- [Data for analysis]:
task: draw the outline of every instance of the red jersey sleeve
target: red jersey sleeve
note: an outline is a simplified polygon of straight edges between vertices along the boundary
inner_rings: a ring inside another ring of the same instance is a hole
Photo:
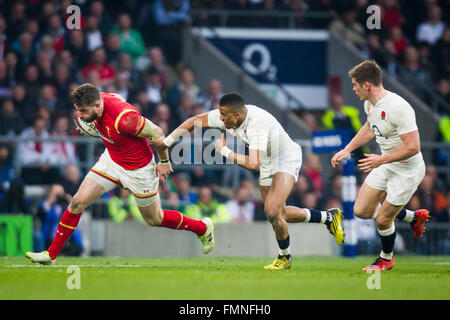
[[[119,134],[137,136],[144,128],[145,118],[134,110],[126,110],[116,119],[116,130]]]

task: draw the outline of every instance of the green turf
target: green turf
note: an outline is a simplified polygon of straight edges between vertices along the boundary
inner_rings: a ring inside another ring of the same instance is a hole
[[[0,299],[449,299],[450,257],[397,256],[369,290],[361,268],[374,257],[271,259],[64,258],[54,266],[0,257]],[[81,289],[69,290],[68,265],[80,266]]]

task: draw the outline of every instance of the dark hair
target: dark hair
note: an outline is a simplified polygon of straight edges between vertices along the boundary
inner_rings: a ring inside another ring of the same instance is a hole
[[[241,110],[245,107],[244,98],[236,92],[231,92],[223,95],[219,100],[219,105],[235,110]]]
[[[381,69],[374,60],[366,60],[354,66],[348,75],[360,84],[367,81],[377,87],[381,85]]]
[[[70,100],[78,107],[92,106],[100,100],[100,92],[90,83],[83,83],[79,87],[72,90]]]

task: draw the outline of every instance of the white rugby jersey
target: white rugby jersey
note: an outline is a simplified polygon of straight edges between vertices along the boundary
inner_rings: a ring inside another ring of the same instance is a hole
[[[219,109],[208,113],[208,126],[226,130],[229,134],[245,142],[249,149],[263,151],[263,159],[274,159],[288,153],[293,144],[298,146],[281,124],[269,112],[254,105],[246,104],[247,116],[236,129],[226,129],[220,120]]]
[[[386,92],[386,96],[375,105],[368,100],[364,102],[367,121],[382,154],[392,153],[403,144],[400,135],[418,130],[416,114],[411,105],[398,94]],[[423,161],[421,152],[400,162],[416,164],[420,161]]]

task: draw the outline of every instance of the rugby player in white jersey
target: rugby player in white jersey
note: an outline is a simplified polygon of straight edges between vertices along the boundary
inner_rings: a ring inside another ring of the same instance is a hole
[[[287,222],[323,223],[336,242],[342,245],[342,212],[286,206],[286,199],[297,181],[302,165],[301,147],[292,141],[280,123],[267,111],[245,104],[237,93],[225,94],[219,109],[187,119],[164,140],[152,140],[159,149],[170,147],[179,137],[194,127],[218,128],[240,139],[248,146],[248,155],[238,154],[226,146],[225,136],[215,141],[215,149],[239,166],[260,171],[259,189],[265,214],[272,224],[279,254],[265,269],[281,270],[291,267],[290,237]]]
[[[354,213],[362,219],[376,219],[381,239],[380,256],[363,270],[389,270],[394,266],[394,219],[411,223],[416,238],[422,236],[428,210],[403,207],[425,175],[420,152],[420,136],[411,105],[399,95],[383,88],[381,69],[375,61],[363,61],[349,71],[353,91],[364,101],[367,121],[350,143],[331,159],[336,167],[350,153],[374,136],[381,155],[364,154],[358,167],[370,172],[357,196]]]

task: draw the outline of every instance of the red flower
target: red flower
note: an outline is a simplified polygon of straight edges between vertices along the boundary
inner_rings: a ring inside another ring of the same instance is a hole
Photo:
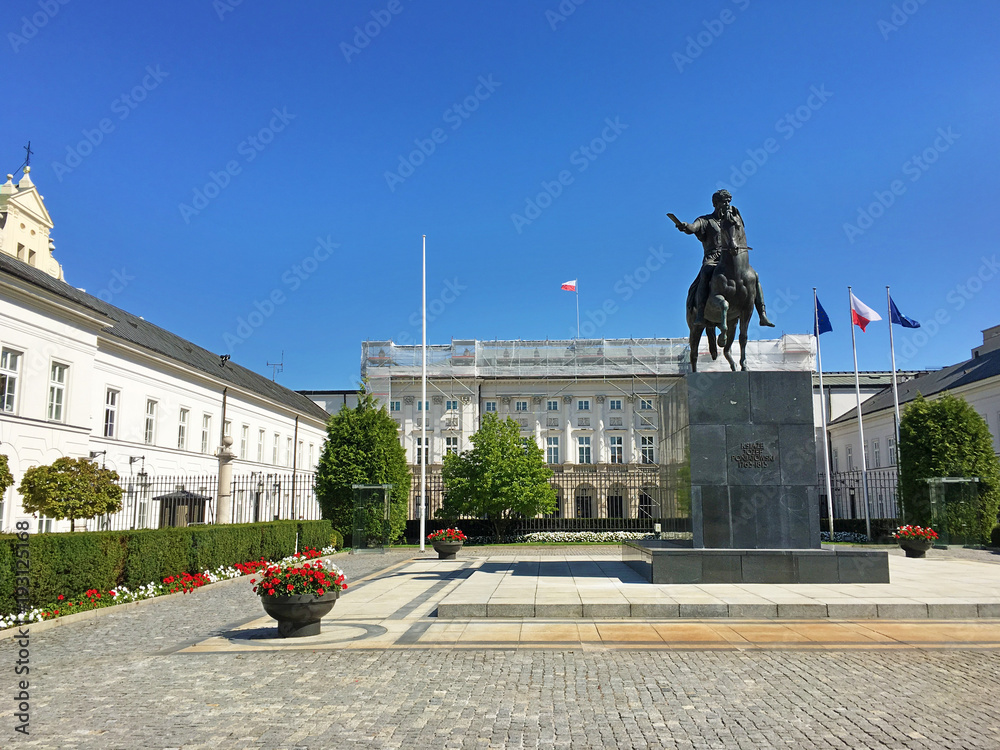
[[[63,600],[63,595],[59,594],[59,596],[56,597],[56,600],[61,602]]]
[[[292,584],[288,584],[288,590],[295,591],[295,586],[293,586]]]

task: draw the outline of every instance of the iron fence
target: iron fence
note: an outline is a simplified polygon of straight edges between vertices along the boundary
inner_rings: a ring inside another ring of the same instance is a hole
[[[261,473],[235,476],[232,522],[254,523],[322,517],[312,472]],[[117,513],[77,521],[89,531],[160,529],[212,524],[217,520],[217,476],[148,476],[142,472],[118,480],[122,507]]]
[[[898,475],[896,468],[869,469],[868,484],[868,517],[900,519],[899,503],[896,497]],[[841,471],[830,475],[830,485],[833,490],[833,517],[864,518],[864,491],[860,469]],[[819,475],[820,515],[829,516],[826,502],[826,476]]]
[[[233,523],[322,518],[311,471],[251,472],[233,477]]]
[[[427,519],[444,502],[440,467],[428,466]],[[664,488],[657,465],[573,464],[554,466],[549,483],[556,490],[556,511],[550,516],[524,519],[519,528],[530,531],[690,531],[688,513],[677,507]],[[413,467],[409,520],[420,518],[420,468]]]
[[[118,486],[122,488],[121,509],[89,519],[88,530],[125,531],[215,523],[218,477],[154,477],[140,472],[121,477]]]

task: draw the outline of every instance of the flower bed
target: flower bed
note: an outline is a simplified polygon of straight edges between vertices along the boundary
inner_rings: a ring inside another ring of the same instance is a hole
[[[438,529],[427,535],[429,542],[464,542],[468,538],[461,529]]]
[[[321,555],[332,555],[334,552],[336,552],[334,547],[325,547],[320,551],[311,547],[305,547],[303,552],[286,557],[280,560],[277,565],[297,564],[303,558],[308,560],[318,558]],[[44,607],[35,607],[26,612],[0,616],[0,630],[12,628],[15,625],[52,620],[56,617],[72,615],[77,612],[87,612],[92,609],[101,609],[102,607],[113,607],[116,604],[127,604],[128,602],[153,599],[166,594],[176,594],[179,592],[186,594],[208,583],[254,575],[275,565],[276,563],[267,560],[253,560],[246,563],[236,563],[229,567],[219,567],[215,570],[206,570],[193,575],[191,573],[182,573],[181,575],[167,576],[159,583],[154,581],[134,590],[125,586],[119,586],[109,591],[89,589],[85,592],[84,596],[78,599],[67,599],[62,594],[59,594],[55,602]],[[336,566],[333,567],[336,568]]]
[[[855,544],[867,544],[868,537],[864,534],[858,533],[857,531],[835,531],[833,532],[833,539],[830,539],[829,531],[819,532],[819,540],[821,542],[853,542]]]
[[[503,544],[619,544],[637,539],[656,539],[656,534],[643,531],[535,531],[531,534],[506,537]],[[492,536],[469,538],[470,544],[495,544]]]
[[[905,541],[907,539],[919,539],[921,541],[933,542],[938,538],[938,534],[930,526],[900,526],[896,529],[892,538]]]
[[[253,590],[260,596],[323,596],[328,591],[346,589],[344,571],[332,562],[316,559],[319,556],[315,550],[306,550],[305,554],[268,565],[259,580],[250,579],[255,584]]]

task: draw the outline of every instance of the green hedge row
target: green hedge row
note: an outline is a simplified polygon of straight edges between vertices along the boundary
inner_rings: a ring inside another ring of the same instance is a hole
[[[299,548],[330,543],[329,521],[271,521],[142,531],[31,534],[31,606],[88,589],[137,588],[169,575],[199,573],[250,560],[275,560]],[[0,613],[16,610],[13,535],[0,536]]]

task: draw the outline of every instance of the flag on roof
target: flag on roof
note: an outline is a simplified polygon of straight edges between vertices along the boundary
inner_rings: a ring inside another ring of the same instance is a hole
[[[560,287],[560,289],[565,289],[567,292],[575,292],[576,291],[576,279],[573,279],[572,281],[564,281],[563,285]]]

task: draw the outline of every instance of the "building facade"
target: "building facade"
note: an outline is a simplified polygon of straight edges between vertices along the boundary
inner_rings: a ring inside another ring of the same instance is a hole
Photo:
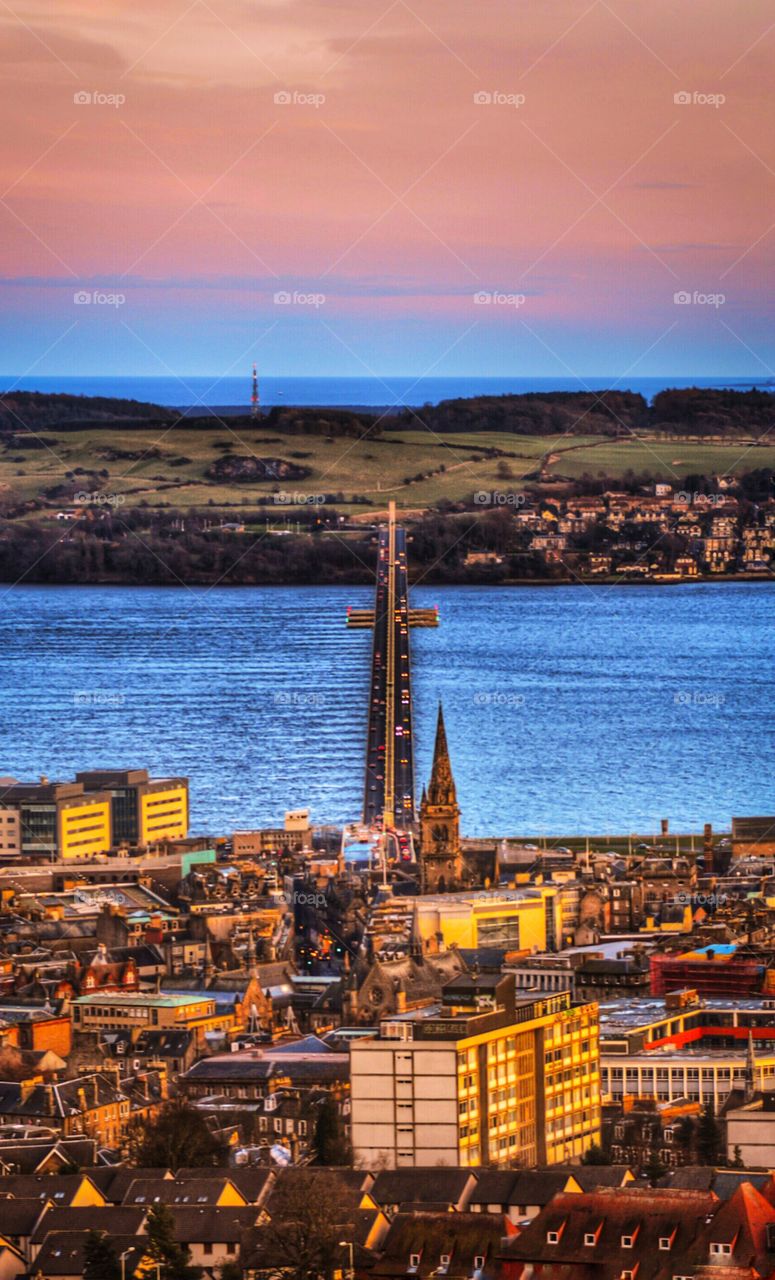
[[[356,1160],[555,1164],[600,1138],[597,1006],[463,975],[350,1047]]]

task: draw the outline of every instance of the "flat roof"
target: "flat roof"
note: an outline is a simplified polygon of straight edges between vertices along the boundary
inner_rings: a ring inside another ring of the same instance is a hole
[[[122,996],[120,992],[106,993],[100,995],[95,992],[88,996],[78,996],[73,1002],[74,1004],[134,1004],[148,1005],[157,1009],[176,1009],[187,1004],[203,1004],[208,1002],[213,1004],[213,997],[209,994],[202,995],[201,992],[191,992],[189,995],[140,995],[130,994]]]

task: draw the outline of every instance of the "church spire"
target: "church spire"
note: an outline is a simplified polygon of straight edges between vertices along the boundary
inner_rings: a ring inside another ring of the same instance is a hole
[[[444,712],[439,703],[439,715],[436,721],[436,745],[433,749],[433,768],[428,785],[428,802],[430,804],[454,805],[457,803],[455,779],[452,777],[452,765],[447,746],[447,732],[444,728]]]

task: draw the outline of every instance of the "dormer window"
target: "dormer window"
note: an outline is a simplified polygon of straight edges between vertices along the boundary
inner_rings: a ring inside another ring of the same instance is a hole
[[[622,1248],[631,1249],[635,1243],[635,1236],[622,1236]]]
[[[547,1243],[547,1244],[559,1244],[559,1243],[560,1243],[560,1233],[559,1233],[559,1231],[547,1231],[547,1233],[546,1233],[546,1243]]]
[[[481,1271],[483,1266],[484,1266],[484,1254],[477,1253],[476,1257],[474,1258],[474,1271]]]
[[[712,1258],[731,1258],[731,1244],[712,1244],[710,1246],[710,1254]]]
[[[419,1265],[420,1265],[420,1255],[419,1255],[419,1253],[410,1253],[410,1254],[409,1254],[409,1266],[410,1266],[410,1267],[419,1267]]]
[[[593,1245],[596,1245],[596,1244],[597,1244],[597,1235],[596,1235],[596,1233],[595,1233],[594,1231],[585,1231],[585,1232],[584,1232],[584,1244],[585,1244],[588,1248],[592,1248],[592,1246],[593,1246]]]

- [Goal of the exercise]: Using the listing above, say how many of its lines contain the string "hair", giving nothing but the figure.

- [Response below]: 2